= WHAT TO WORK ON =
Look for the string "Query" in the data below, and copy each line that holds it.

[EXTRACTED DATA]

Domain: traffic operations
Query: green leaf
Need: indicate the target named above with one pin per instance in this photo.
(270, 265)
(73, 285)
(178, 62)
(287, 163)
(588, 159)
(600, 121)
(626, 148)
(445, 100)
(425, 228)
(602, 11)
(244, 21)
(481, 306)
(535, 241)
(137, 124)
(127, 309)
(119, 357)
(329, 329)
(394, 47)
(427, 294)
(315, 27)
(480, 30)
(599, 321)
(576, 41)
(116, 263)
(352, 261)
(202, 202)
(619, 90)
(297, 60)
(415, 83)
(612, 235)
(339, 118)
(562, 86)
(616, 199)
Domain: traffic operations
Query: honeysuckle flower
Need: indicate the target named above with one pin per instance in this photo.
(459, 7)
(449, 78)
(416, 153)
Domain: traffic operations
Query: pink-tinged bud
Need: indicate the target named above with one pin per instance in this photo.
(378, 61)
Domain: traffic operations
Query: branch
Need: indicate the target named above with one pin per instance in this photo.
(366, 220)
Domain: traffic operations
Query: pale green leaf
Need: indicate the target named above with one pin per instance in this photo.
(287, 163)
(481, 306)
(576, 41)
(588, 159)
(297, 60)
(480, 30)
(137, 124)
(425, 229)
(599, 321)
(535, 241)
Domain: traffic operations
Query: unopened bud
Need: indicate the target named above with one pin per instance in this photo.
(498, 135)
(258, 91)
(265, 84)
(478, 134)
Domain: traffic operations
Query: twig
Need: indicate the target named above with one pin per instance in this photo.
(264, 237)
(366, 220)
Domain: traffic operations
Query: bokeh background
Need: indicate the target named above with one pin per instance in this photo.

[/EXTRACTED DATA]

= PROBLEM SOLUTION =
Query: green leaf
Query: honeysuckle flower
Query: pink-tinged bud
Query: branch
Query: pale green leaf
Query: unopened bud
Query: twig
Query: bokeh background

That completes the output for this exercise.